### DOCUMENT PASSAGE ###

A primary reason that function field arithmetic is simpler than number field arithmetic is due to the existence of nontrivial derivations. With the availability of derivatives many things simplify.
E.g. for polynomials derivatives yield easy algorithms for squarefree testing, squarefree part, etc. Contrast this to the integer case: no feasible (polynomial time) algorithm is currently known for recognizing squarefree integers or for computing the squarefree part of an integer. In fact it may be the case that this problem
is no easier than the general problem of integer factorization. This problem is important because one of the main tasks of computational algebraic number theory reduces to it (in deterministic polynomial time). Namely the problem of computing the ring of integers of an algebraic number field depends upon
the square-free decomposition of the polynomial discriminant
when computing an integral basis.

### MATERIAL SHOWN ###

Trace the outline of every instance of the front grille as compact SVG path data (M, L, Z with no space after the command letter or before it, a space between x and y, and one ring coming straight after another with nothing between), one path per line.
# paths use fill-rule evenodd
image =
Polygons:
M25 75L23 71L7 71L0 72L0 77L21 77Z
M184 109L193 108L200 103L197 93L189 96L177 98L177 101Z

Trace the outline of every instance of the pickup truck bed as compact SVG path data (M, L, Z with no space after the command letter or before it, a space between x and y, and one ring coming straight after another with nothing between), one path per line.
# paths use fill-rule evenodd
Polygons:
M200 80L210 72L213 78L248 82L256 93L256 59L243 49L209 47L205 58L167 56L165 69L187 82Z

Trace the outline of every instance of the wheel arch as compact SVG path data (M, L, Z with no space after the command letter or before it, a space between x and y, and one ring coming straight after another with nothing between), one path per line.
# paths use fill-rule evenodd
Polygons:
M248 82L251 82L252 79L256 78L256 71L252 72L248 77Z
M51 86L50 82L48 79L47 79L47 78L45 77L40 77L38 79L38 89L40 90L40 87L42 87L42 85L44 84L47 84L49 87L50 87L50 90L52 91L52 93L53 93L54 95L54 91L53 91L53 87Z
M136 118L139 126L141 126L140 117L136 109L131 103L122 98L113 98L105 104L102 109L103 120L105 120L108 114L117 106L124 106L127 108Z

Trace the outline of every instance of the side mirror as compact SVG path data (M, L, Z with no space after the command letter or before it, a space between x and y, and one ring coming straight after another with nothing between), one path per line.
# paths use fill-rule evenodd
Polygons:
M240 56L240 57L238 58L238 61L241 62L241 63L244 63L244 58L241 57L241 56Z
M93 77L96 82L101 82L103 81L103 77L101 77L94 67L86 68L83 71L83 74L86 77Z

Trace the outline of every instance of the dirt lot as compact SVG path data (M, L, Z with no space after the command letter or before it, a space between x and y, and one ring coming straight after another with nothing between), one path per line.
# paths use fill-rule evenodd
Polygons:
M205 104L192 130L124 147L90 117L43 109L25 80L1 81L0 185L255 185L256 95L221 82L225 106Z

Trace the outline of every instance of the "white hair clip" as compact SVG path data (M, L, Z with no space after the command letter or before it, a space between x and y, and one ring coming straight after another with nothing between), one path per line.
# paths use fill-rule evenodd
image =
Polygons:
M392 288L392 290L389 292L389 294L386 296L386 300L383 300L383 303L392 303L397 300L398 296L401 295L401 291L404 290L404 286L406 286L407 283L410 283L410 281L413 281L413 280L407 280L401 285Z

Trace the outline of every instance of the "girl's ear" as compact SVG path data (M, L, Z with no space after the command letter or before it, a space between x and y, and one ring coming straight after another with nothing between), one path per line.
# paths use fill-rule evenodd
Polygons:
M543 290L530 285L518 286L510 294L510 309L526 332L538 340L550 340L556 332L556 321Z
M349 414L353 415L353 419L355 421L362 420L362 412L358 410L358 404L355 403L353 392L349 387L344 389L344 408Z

###

WHAT TO DO:
Answer these about the passage on number field arithmetic:
1. What does it name as a primary reason that function field arithmetic is simpler than number field arithmetic?
2. For integers, which two tasks does it say have no known feasible (polynomial time) algorithm?
3. When computing an integral basis, what does computing the ring of integers of an algebraic number field depend upon?
Use only the passage on number field arithmetic, not the rows.

TASK OUTPUT:
1. The existence of nontrivial derivations.
2. Recognizing squarefree integers and computing the squarefree part of an integer.
3. The square-free decomposition of the polynomial discriminant.